*** Opening of Supplied records ***

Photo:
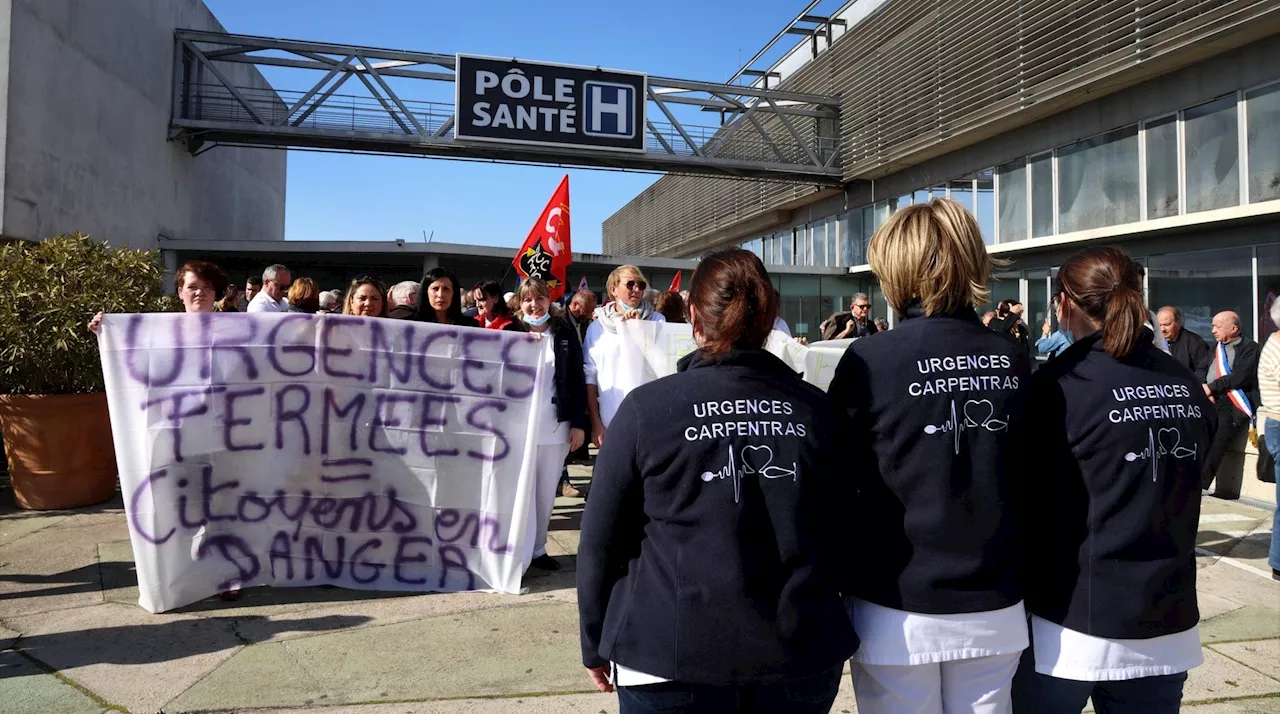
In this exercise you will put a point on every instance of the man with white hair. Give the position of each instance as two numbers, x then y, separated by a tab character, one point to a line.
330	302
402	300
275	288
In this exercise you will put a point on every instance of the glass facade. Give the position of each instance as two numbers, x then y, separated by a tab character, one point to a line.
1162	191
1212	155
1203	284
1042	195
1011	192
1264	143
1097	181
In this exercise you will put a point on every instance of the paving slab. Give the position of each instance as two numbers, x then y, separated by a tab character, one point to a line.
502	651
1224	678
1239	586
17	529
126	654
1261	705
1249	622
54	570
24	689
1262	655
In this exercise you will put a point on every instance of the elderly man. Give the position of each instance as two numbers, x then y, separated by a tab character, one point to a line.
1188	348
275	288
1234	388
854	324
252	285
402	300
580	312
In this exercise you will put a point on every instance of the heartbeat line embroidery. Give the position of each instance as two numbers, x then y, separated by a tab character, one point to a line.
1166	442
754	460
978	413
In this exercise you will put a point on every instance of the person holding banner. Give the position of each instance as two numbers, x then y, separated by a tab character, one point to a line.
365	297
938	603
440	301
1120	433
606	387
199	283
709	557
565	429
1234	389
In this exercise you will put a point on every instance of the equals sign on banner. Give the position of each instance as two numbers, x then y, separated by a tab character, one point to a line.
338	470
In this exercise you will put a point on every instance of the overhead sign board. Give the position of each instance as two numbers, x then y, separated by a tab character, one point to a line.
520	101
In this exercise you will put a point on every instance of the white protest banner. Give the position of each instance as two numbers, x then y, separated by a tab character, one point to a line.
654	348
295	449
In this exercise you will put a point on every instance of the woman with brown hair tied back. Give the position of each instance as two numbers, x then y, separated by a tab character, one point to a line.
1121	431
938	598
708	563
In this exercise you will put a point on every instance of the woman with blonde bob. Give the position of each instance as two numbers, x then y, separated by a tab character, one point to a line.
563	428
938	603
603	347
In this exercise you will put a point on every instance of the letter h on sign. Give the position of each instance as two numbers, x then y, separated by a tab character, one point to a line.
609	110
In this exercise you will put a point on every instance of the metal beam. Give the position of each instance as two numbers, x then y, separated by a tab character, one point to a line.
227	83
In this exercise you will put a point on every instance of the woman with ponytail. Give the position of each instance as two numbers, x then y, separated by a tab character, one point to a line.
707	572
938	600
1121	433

*** Close of Supplied records ***

* **What you need to do**:
Output the material above exactly, without pictures.

* **Answer for this exercise**:
Photo:
In this exercise you will put a point on every instance of the man with white hair. Give the position of each instance as two numbers, x then y, separated by a tab character, one point to a line.
330	302
402	300
275	288
In this exercise you will put a point on every instance of the glass facade. Give the position of each instance as two numbers, x then y, separated by a tab character, one point to a line.
1162	191
1212	155
1203	284
1042	195
1011	192
1264	143
1097	181
In this exercise you will put a point on every instance of the paving slab. Give the position of each instance as two numbers, x then y, separated by a tab character, one point to a line.
502	651
1224	678
1239	586
17	529
126	654
1261	705
1249	622
54	570
24	689
1262	655
In this exercise you will put a point on every instance of the elderly man. Give the position of each instance as two numbers, x then y, separated by a tab character, one point to a line.
1188	348
275	288
1234	388
854	324
252	285
402	300
580	312
In this exercise you will put a point on every instance of the heartbeat line embroidery. Give the position of each instance as two numbers, x then y, separated by a tab character, one point to a line.
1166	442
754	460
978	413
In this exercise you will put a point on every instance of the person holding banner. Give the position of each instance as two numbers, x then y, separated by a tab character, one point to a line.
365	297
938	603
440	301
1120	433
606	387
199	283
709	557
565	429
1234	389
In this exercise you will put a point on every instance of the equals sign on banner. Give the position of each instance as two numbers, x then y, separated by a tab character, one point to a line.
338	470
In this exercise you will put a point on every instance of the overhead sign board. Give the position of each instance as two numbers, x then y, separated by a tab character, one point to a line.
520	101
In this exercise you will put a point on every instance of the white protest banner. Give the position of each instance as two numbers, x then y, separated by a tab character, one point to a line.
654	348
295	449
In this exercise you will put a point on every instance of the woman with brown hair tied back. Give the position of each instance as two numbers, x then y, separated by a tab character, one point to a line.
1121	431
938	598
708	563
In this exercise you will put a point on every instance of the woman with blonde bob. Give the position of each instance as two numbers, x then y, separated by a tab character, one point to a line.
563	428
938	603
603	347
In this exercise you will put a point on every instance of the letter h on sign. Give the position of each instance as two numbers, x then y, separated by a tab character, one point to a line.
609	110
In this exercise you will put a point on every instance of the metal beam. Give the position of each instance as two numbers, x then y, separated by a tab character, one point to a line.
227	83
In this exercise you will put a point on every instance of the woman with ponytail. Give the position of each instance as two numbers, x then y, separated by a tab character, one point to a line.
707	572
938	600
1121	433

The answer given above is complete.